To be done: Tally the lines of the listing below that contain the string "woman", treating uppercase and lowercase as different. Reply with the number alone.

-- Begin Data shown --

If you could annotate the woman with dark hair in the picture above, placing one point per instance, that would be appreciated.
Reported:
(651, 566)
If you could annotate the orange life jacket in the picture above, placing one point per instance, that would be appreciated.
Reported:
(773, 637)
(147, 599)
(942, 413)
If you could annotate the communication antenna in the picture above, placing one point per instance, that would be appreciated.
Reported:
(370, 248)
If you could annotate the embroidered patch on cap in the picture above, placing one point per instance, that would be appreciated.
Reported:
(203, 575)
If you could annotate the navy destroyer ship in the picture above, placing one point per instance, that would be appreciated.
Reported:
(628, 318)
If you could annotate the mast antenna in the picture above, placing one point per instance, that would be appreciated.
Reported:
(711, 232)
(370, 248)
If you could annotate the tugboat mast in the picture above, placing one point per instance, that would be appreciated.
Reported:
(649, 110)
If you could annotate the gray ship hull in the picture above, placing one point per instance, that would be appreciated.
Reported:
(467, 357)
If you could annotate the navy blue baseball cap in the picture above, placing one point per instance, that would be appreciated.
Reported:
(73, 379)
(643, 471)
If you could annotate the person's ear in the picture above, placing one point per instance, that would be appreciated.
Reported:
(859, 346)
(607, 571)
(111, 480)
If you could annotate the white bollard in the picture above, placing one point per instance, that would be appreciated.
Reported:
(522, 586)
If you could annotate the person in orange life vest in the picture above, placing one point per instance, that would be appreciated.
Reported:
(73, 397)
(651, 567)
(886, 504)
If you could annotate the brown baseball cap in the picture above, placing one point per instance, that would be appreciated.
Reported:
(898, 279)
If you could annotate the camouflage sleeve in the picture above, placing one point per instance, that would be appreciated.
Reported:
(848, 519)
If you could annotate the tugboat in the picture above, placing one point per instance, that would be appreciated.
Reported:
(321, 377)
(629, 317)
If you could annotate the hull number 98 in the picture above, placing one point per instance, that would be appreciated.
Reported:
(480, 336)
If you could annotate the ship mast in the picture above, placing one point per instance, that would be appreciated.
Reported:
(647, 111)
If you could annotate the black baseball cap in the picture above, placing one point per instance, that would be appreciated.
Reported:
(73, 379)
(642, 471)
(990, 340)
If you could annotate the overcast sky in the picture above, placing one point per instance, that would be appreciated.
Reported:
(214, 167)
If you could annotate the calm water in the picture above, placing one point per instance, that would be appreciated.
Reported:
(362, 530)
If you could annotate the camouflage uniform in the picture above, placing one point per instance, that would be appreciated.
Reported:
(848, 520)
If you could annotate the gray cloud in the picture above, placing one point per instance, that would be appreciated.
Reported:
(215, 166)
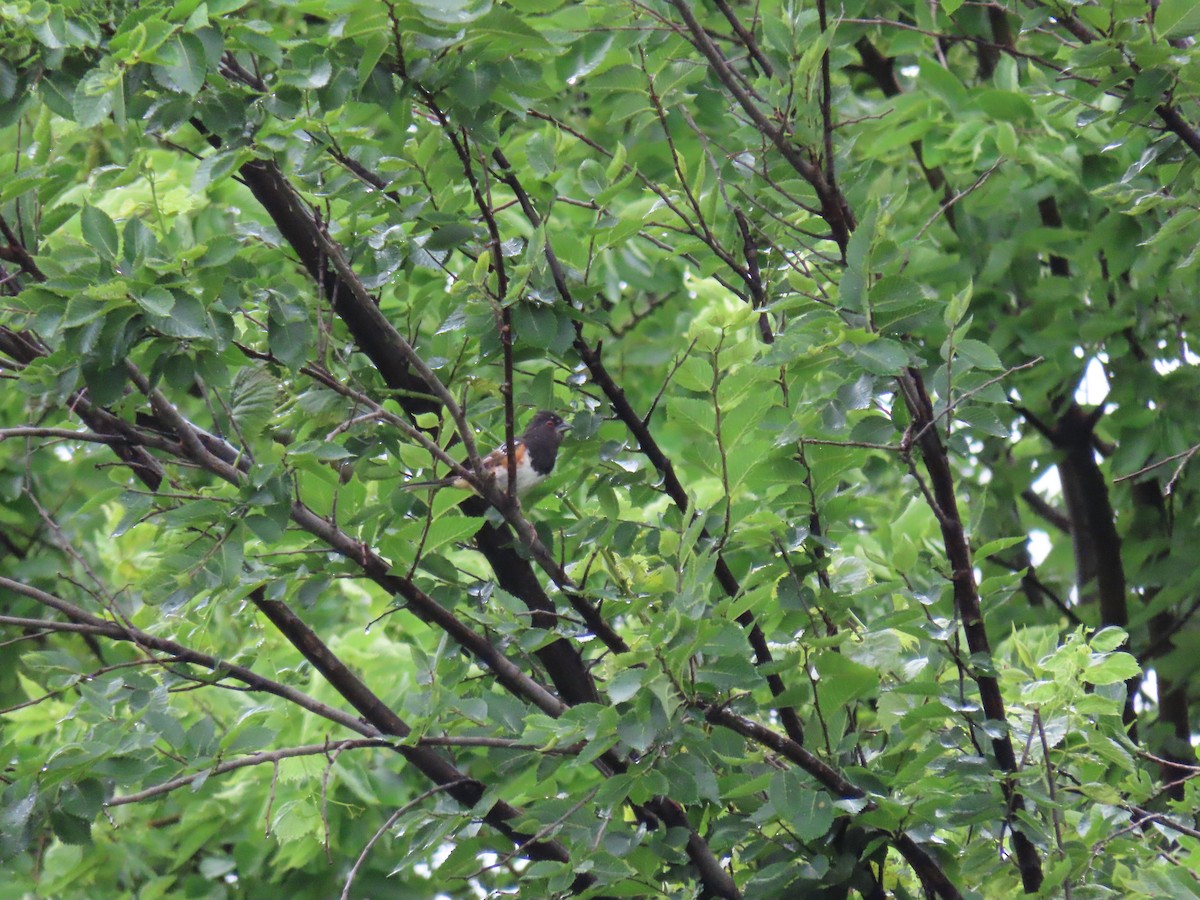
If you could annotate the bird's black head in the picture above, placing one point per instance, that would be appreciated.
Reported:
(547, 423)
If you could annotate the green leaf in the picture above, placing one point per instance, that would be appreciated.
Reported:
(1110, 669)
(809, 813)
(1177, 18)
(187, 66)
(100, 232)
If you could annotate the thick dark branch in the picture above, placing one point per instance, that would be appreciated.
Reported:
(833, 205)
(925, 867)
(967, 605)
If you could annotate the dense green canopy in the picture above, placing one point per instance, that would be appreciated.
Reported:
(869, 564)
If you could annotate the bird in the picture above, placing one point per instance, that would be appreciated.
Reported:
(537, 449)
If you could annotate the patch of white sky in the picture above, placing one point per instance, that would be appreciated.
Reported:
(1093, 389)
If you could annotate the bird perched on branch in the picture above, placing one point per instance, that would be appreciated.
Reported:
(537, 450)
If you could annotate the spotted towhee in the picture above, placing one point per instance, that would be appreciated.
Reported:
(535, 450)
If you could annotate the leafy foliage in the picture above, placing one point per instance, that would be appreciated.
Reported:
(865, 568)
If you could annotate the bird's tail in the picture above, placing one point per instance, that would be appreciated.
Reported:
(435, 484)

-- End Data shown --
-- Begin Data shown --

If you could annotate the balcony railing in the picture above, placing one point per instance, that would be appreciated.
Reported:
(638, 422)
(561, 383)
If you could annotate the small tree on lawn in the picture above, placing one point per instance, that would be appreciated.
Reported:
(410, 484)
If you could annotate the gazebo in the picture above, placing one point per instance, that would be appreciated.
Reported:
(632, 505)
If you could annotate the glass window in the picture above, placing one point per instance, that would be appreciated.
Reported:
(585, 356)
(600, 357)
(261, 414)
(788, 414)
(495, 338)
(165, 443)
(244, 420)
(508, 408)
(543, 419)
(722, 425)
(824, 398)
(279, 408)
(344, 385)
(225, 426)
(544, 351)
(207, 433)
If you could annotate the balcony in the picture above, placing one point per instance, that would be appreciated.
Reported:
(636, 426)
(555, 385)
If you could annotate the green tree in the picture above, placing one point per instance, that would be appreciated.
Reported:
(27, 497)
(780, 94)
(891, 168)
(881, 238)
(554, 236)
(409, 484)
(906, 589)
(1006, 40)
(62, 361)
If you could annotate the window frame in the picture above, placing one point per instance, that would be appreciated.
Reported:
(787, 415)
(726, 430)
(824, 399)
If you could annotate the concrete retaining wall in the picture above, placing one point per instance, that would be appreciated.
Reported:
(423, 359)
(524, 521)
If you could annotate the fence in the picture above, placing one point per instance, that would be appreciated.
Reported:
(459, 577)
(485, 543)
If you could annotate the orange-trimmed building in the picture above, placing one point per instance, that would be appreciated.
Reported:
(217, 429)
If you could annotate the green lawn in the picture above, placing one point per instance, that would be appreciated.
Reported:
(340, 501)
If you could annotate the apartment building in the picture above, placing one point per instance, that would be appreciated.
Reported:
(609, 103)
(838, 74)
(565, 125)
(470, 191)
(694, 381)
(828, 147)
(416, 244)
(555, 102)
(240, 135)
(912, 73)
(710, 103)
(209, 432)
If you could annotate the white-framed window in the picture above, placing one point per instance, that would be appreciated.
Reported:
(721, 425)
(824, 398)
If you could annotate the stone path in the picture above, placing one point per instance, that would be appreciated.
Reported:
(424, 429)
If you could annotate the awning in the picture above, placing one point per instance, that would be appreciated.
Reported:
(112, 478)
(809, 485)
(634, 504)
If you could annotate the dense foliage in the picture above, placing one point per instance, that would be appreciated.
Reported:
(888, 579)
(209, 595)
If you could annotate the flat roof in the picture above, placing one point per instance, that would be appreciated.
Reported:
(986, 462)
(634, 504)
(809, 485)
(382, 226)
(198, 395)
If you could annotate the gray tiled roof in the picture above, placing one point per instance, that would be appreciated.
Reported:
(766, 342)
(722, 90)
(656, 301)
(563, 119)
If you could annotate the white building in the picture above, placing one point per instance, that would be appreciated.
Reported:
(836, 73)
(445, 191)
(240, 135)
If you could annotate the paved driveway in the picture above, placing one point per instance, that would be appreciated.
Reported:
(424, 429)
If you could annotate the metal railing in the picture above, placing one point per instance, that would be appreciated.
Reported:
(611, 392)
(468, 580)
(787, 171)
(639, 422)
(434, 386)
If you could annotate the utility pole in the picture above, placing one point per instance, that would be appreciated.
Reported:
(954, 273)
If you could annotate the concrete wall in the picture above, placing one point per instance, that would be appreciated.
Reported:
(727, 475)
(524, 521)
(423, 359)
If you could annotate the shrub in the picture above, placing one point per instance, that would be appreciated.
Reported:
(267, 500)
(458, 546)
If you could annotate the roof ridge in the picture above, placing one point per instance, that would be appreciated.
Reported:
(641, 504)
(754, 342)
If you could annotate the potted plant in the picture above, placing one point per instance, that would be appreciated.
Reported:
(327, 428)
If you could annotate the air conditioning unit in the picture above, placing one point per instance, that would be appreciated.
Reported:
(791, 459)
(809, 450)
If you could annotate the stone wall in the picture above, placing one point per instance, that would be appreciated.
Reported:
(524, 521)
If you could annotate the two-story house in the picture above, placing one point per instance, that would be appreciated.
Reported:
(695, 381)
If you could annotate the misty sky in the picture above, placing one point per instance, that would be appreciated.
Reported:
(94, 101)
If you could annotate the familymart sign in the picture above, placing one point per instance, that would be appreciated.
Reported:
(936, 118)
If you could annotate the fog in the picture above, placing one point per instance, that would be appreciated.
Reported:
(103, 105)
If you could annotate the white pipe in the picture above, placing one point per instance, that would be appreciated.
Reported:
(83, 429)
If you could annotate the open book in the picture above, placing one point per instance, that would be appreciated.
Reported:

-- End Data shown --
-- Begin Data shown --

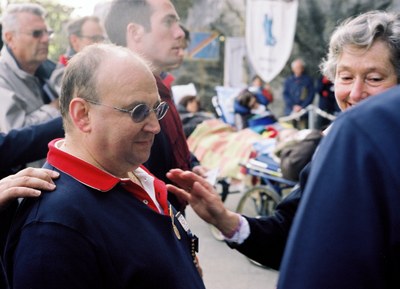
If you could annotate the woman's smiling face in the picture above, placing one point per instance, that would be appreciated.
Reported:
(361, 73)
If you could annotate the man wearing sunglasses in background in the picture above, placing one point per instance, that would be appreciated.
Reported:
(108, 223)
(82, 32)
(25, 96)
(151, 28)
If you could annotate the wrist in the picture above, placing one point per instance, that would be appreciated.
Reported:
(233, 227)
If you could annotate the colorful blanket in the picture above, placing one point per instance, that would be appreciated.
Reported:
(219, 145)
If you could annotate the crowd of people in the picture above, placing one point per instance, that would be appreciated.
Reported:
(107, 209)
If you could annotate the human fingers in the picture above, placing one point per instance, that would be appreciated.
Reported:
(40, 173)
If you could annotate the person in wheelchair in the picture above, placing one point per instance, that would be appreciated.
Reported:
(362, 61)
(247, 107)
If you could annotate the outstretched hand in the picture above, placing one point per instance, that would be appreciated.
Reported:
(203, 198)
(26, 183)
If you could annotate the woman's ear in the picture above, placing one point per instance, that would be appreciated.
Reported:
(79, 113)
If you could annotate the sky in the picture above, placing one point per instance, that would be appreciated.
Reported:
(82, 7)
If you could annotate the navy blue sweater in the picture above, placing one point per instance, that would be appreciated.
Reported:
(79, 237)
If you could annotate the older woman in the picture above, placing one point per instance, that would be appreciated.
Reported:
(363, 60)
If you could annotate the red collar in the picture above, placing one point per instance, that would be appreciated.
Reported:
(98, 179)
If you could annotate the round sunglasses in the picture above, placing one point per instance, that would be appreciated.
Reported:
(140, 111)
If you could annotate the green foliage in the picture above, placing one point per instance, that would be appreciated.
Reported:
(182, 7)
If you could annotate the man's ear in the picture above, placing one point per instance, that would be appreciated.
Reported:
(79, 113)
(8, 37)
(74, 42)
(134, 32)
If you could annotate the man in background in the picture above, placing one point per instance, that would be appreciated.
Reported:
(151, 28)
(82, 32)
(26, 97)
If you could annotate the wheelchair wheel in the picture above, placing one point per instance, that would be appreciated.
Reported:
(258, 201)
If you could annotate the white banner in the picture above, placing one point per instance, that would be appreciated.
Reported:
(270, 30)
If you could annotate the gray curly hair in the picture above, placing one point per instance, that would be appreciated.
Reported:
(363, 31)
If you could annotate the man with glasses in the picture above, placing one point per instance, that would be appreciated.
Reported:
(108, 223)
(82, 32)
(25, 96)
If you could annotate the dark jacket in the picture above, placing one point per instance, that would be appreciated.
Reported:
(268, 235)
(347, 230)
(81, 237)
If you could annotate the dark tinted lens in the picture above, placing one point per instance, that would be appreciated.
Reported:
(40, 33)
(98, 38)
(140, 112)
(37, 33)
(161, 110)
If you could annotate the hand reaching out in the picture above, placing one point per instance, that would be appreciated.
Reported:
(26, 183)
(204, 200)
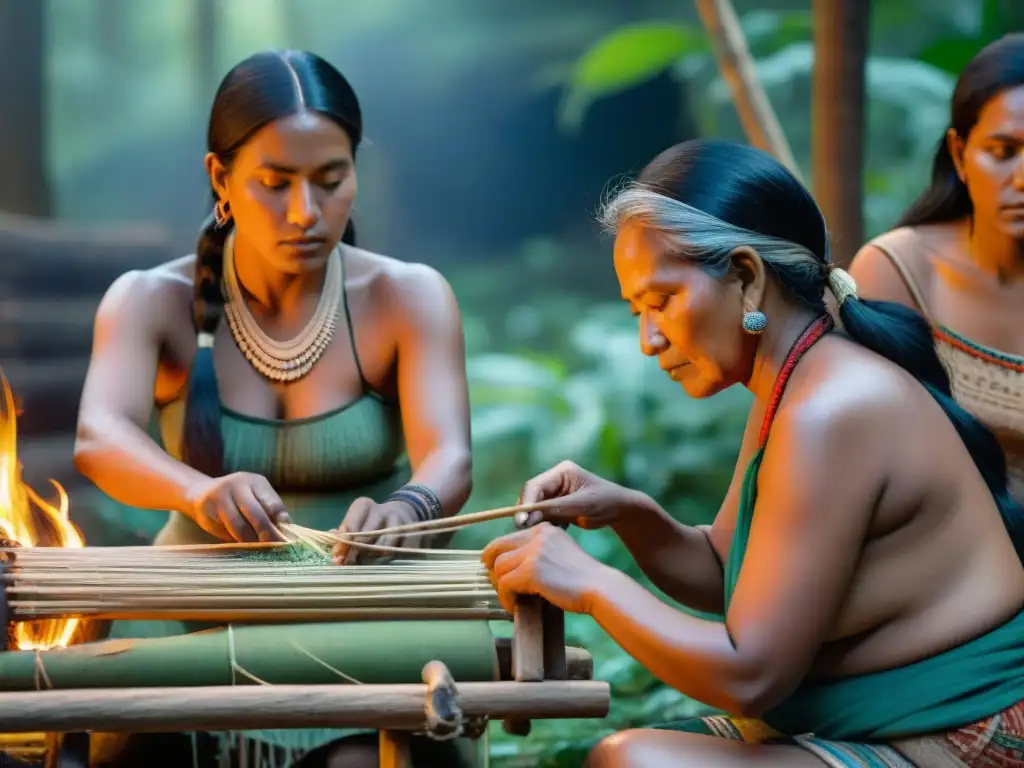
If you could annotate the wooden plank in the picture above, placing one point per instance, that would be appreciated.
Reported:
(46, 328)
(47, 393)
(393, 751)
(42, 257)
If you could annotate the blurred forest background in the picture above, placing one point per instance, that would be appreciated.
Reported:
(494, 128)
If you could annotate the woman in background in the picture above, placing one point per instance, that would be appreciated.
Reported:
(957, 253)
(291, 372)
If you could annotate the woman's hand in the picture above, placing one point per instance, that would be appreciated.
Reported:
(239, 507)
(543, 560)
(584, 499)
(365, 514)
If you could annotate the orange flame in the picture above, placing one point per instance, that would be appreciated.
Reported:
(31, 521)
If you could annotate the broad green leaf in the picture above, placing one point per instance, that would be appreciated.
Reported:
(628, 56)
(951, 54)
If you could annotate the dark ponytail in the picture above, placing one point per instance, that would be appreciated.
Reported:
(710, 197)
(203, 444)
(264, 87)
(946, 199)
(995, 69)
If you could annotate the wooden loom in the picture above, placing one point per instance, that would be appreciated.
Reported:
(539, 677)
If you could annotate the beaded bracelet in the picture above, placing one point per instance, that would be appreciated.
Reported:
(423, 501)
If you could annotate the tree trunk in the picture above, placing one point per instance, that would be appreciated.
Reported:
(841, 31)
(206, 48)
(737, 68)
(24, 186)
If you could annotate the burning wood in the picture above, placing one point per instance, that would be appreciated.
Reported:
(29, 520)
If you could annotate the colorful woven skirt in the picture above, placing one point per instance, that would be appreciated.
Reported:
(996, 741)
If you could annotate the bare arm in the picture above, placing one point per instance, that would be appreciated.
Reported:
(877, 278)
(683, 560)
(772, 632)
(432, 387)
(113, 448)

-- End Data shown --

The solution: 6